Consider a representative Sebaldian scene: A man wanders the historical quarter of a European city in which he is a stranger, and stops at a shabby café. A clock chimes on the wall of that café, and it reminds him reminds him of a totally different clock in a totally different café in a totally different part of a different city. He recalls that in the other city, he had been neighbors with a man whose father was a professional clockmaker. This neighbor was not himself a professional clockmaker, but he had an amateur passion for horology and an encyclopedic knowledge of the history of the clock-making industry back to the 15th century. The narrator recalls the apartment in which he spent hours drinking lukewarm coffee with this neighbor and talking, talking, talking about the mechanics and history of clocks. Then the narrator recalls, vividly, perhaps for the first time in many years, that one day this neighbor, the clockmaker’s son, disappeared, packed off for another city without saying goodbye. And then the narrator remembers the first meal he had after the neighbor’s disappearance, a tuna sandwich very much like the one he is eating right now, in this very café, where this clock is still chiming, chiming, chiming.

The above is not a scene one can find in any actual Sebald text, but that’s the point. The working of memory—the narrator’s own, that of others, both of particular others (the neighbor) and of whole groups (the clockmakers of Europe)—is simultaneously the content and form of the novel, and the method of its composition. Anyone who’s ever struggled to produce pages on a deadline can see the appeal of this écriture that is seemingly as contingent and abundant as life itself. If Sartre famously admired Husserlian phenomenology because it was a system of thought with which one “philosophize about an ashtray,” Sebald developed an aesthetic program that could in theory produce a whole novel or a whole series of novels about a spoon, or a particular variety of fig.

- Raw data -
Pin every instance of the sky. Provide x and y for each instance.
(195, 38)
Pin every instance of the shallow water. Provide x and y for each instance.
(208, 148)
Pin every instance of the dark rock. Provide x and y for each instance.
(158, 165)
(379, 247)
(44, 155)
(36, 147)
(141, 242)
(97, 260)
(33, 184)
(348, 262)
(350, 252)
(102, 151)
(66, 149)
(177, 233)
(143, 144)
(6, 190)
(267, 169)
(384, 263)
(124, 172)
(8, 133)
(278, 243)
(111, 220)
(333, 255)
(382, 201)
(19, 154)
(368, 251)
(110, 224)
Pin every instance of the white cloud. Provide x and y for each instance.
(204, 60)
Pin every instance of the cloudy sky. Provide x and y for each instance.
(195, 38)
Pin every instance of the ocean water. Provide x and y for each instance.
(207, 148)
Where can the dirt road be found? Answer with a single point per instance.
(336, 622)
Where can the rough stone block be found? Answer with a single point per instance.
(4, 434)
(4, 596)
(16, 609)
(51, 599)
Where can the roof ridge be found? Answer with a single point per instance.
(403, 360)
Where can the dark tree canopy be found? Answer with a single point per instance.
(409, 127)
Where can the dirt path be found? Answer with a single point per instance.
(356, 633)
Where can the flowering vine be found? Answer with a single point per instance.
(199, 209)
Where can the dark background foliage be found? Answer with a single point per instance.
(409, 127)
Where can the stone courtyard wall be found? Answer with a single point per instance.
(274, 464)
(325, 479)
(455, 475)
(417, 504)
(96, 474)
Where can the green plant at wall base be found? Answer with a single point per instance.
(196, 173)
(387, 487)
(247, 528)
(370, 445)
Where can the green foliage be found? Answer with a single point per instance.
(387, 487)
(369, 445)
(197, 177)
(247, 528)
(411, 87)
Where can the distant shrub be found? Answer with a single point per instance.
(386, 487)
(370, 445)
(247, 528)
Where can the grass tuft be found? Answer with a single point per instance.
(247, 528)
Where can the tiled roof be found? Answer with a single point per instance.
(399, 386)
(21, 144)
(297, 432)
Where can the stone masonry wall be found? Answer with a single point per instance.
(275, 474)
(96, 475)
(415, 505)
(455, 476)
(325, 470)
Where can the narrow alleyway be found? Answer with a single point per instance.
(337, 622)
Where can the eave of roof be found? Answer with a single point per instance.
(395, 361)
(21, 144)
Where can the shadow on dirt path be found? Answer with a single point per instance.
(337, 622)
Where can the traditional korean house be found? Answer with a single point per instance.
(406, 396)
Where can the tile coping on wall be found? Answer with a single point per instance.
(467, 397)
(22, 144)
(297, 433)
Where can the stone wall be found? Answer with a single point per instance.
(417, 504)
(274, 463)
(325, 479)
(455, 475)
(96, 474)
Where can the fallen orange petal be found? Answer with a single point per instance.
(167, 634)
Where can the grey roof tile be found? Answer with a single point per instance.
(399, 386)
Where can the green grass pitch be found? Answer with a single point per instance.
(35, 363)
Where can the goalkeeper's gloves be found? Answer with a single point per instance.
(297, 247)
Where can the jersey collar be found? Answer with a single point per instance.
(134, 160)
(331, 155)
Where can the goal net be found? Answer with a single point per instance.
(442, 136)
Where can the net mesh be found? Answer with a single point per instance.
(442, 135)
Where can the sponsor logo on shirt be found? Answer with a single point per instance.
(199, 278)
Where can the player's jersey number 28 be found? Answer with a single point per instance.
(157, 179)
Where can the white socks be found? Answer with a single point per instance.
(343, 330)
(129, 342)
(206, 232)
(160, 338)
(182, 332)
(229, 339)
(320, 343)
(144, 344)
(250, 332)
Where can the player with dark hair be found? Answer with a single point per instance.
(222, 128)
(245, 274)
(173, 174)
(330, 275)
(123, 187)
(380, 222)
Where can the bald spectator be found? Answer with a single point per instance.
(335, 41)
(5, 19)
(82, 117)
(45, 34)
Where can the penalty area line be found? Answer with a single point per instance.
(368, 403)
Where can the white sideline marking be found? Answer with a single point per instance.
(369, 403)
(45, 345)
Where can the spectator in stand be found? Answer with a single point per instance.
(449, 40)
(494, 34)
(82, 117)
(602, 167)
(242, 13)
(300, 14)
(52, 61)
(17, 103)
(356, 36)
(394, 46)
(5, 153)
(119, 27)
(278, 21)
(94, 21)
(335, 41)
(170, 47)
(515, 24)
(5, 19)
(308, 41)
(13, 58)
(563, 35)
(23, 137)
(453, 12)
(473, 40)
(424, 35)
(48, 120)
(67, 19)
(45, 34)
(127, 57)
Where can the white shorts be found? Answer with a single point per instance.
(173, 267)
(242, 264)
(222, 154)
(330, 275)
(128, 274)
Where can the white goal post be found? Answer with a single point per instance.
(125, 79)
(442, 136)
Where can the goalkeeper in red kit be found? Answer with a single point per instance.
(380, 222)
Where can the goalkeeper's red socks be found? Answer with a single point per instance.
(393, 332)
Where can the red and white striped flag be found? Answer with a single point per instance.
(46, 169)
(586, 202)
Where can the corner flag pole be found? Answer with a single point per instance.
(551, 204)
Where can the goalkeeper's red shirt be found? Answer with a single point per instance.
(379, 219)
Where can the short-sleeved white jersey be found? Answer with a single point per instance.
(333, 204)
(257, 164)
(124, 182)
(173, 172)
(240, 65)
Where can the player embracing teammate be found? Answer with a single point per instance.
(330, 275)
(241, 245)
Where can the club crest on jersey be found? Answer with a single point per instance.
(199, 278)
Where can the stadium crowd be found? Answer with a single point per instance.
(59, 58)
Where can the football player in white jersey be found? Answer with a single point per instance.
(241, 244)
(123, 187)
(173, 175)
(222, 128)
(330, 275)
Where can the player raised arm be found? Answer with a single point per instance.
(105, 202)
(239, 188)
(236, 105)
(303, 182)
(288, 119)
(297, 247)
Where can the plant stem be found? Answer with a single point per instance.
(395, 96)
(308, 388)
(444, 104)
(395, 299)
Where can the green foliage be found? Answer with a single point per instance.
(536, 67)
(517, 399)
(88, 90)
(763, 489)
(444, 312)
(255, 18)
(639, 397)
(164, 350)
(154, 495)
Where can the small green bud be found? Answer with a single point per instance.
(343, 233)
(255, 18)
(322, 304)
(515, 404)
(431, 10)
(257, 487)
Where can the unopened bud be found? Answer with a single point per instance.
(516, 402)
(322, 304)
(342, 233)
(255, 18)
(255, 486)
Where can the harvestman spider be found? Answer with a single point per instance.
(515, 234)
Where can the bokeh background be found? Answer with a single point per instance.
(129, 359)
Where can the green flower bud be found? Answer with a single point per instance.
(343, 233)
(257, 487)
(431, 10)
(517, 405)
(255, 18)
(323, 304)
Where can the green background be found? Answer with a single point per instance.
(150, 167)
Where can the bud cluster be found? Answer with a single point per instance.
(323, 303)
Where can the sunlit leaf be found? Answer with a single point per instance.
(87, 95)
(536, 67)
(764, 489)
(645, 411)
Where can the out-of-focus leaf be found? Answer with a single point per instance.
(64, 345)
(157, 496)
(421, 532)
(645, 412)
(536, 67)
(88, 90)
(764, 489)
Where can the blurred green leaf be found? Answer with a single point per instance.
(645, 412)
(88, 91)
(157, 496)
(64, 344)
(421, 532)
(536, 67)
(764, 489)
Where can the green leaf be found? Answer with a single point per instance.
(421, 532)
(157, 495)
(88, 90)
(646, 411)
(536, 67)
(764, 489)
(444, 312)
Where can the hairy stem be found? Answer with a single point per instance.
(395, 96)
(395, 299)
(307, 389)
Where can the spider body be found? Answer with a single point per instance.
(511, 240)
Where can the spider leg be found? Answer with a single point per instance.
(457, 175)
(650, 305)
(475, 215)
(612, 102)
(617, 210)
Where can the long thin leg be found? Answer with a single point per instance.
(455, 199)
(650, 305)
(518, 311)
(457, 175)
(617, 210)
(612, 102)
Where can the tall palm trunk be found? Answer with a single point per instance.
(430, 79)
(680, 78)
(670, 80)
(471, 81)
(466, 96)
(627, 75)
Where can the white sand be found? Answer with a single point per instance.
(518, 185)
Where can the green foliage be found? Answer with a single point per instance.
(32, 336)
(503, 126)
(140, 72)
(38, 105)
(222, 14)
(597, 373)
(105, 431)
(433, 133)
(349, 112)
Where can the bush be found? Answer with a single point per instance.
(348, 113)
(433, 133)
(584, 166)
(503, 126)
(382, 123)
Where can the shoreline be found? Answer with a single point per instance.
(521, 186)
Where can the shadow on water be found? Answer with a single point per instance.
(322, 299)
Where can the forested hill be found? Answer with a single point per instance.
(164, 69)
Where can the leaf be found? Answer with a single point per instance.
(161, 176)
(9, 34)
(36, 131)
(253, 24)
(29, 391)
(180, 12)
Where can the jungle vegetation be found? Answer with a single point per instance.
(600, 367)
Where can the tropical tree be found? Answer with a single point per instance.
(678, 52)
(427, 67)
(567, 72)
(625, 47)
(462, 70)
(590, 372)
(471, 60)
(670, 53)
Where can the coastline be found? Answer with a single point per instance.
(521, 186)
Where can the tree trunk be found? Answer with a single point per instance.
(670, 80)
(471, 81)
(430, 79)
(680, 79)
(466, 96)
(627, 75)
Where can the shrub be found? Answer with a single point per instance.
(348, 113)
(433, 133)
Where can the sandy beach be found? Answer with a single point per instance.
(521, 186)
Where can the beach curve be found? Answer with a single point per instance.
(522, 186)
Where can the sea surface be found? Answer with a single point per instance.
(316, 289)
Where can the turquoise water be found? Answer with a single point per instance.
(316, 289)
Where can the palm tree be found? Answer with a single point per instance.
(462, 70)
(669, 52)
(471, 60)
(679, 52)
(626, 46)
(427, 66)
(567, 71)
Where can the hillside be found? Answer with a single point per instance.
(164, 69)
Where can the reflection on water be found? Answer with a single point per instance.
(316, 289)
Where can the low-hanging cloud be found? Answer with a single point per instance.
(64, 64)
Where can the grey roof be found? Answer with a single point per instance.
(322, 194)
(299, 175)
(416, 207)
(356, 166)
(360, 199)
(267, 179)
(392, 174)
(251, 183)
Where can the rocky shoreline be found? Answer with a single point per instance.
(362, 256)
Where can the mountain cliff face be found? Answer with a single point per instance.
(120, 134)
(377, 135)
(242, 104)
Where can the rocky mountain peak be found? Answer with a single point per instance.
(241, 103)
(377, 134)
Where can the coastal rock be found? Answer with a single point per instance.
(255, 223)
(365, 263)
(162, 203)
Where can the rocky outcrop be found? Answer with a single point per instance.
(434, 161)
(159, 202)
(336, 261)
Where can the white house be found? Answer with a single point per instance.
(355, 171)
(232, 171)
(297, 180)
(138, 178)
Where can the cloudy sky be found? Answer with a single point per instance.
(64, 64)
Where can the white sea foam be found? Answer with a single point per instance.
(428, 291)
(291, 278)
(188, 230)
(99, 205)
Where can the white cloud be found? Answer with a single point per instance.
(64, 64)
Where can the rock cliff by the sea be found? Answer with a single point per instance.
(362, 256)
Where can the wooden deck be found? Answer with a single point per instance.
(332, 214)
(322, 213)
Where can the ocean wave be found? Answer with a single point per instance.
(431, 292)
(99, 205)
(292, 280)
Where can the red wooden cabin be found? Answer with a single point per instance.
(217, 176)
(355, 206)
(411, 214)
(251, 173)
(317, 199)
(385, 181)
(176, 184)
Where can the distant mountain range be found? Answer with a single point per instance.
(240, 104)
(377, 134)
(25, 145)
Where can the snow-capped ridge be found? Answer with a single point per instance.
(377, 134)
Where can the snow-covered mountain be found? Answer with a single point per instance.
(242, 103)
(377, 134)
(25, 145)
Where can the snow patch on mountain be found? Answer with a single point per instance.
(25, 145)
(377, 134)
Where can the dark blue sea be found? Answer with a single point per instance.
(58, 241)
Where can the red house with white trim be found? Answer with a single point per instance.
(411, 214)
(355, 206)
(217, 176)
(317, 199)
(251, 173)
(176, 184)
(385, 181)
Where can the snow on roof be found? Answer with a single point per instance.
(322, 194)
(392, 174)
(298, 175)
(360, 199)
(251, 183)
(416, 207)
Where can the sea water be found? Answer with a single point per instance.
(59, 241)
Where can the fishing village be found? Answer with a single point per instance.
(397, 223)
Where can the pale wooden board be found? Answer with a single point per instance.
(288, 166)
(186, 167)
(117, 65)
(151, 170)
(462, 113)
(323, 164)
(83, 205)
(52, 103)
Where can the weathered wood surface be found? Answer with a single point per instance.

- Problems to solve -
(1) Answer these about the Sebald passage:
(a) What was the neighbor's father's profession?
(b) What does the narrator eat in the café?
(c) What two things does the text say Sebald's aesthetic program could in theory produce a whole novel about?
(2) Continue the essay on Sebald from where it stops.
You won't need the records for any of this.

- Responses in order -
(1)
(a) He was a professional clockmaker.
(b) A tuna sandwich.
(c) A spoon, or a particular variety of fig.

(2)
Wittgenstein says that “a language is a form-of-life.” Cards on the table: I think that the visceral appeal of the Sebaldian mode lies not in the method of composition nor in the style of his novels, but in the form-of-life of which that style is a concrete expression. That form-of-life need not and perhaps could not have been Sebald’s own, biographically, but is rather that of an ideal and idealized Sebaldian subject. In short, the Sebaldian narrator models a mode of being-in-the-world, a way of relating to one’s own life and to the (inevitably tragic) fact of one’s historicity, a mode that is particularly attractive to a certain class of writers today.

Melancholy sounds pretty damn unpleasant, but it occupies a privileged epistemological and ethical place in Sebald’s work. The melancholic knows something, and persists in that knowledge. He might suffer for what he knows, but at least he is not duped. This, I think, is how I and my contemporaries encounter Sebald—if not as a great pessimist, then at least as an honest skeptic, a writer who simply cannot accept the infantile compensations of narrative. And so his narrators move through these old European cities in a curiously disembodied way: they are described as hungry and thirsty, feverish and panicked, frantically paranoid or near-catatonic, but they never completely shedding their dignity even in the gutter, never retreat into the arms of a comforting illusion. There is a stillness deep inside each of them, what Virginia Woolf once called a “wedge shaped core of darkness” at the bottom of each self that is untouched by the world, that is the self, that is thereby somehow the condition of possibility for the extraordinary negative capability that these selves exhibit in their self-dissolving journeys through the winding gyre of Memory with a capital M.

Sebald’s narrators are haunted by something, and critics have long identified this “something” with the Holocaust: a historical event that remains absolutely unrepresentable, unassimilable to any coherent historical narrative, even as it demands the practice of a kind of aesthetic negative theology, the constant attempt at representation that always fails and encodes its own failure within itself, of which the latest celebrated attempt is of course the astounding film Zone of Interest. According to this logic, still hegemonic nearly 80 years after Adorno declared it barbaric to write poetry after Auschwitz, the Holocaust becomes for the late-modernists the dialectical inverse of that other impossible object—History itself, conceived as a total dynamic process without Origin or Telos.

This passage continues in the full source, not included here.